■ EXERCISE ■
Reproduce the whole blog post "Why We're Alive at All" word for word, from the date line through the last sentence.

■ SOURCE ■

Wednesday, March 23, 2011

"Why We're Alive at All"

So a few months ago, a few of the the students in the youth group I'm a leader of were going through some insanely intense things and I was thinking "What if they ask me 'Why is God making me go through this?" and I didn't want to give the clique "God is in control." to reply. Yes, it is very much 100% the truth, but I wanted to know more to back it up on. So around the same time I found this book titles Shattered Dreams: God's Unexpected Pathway to Joy by Larry Crabb. I'm only on the third chapter, and I'm liking it so far. I thought I should put a few excerpts up that may help others as well.

Why We're Alive at All

One of the problems people have with god is: To people whose souls have been inudated with pain, God seems unresponsive. We pray and nothing happens. We cannot manage to write His name on the top of our most cherished friends. We know we should and we know we would... if we could see things as they really are.
How do we find the faith that lets us see what is invisible, the passionately believe that He's wonderfully and lovingly responsive when He seems so callous? That's the question: What does it mean to hope in God as we continue to live in a world were good dreams shatter and God seems to do nothing about it?
There is an answer, and it is repeated again and gain in the Bible. But the answer, the only one that squarely faces the enormous challenge of trusting a seemingly unresponsive God, requires a change in how we naturally look at life. It demands a revolution in our understanding of why we're alive at all, of why God keeps us living in this world for so long before He takes us to heaven.

■ EXTRACTED DATA ■
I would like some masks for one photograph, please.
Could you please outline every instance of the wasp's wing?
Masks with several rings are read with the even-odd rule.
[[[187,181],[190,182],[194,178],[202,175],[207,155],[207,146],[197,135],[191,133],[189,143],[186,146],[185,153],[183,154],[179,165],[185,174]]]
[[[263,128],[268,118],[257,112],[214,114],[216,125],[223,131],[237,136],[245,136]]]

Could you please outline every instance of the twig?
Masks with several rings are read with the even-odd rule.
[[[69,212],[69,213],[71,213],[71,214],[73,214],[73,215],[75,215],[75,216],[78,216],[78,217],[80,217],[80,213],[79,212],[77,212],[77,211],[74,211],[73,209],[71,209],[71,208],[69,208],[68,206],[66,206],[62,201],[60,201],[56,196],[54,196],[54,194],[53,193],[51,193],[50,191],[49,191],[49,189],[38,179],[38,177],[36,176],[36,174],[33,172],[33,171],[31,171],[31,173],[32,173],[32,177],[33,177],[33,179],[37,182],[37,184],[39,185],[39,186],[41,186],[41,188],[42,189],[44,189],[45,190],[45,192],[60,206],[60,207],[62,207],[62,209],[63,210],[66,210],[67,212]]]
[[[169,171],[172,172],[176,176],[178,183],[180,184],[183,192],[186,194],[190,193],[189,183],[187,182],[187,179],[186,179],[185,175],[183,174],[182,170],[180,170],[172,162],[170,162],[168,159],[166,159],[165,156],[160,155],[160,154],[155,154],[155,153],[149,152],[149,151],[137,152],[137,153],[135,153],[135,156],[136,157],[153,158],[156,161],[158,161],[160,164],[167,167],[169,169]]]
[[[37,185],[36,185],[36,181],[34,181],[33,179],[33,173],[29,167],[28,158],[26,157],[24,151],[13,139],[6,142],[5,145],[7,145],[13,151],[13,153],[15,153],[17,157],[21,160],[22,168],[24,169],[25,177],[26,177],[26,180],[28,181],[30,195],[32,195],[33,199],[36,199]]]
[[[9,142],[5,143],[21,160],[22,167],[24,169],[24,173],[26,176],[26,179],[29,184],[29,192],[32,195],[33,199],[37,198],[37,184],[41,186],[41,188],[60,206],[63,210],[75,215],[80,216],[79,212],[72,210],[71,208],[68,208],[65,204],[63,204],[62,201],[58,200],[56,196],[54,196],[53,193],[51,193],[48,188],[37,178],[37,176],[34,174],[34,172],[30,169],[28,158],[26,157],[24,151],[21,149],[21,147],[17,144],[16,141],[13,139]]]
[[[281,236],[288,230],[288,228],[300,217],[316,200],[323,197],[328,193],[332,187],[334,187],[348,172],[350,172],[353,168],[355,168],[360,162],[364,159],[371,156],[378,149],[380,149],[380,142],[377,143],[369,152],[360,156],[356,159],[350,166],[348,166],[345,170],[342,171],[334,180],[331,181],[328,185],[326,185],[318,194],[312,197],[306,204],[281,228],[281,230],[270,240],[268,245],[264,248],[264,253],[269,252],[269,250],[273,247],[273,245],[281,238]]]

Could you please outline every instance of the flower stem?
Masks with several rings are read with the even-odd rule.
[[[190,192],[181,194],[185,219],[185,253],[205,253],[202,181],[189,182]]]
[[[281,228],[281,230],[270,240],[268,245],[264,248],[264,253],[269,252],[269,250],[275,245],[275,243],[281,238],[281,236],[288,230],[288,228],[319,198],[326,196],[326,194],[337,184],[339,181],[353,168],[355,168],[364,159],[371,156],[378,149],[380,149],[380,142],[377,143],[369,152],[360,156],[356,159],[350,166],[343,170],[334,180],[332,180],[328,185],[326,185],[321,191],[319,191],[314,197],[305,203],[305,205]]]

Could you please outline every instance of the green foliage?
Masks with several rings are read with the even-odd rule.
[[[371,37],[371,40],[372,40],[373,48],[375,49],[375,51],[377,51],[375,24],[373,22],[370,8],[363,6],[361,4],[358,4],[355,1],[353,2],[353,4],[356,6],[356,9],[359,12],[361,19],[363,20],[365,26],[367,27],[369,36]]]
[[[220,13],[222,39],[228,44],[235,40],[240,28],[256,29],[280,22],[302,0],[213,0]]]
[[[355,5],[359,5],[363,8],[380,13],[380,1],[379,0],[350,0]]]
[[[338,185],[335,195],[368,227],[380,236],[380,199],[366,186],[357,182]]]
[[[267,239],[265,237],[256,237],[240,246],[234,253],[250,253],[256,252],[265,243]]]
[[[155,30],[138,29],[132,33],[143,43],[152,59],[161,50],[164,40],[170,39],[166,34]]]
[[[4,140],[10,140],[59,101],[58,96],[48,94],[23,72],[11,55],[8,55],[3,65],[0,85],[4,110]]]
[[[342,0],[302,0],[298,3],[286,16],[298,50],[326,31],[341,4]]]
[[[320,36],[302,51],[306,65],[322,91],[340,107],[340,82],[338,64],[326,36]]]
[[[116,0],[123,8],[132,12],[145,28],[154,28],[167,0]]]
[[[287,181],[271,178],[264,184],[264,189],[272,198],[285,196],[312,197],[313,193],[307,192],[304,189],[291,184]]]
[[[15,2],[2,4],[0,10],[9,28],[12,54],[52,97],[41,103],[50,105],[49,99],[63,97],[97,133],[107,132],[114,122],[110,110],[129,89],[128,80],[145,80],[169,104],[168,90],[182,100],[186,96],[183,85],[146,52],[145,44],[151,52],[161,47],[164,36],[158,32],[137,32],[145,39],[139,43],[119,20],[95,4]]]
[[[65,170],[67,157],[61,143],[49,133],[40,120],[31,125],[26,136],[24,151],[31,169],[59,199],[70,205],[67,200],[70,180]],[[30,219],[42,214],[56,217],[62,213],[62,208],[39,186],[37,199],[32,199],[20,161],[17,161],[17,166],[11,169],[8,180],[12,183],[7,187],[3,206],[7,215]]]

■ RESPONSE TO THE TASK ■
Wednesday, March 23, 2011

"Why We're Alive at All"

So a few months ago, a few of the the students in the youth group I'm a leader of were going through some insanely intense things and I was thinking "What if they ask me 'Why is God making me go through this?" and I didn't want to give the clique "God is in control." to reply. Yes, it is very much 100% the truth, but I wanted to know more to back it up on. So around the same time I found this book titles Shattered Dreams: God's Unexpected Pathway to Joy by Larry Crabb. I'm only on the third chapter, and I'm liking it so far. I thought I should put a few excerpts up that may help others as well.

Why We're Alive at All

One of the problems people have with god is: To people whose souls have been inudated with pain, God seems unresponsive. We pray and nothing happens. We cannot manage to write His name on the top of our most cherished friends. We know we should and we know we would... if we could see things as they really are.
How do we find the faith that lets us see what is invisible, the passionately believe that He's wonderfully and lovingly responsive when He seems so callous? That's the question: What does it mean to hope in God as we continue to live in a world were good dreams shatter and God seems to do nothing about it?
There is an answer, and it is repeated again and gain in the Bible. But the answer, the only one that squarely faces the enormous challenge of trusting a seemingly unresponsive God, requires a change in how we naturally look at life. It demands a revolution in our understanding of why we're alive at all, of why God keeps us living in this world for so long before He takes us to heaven.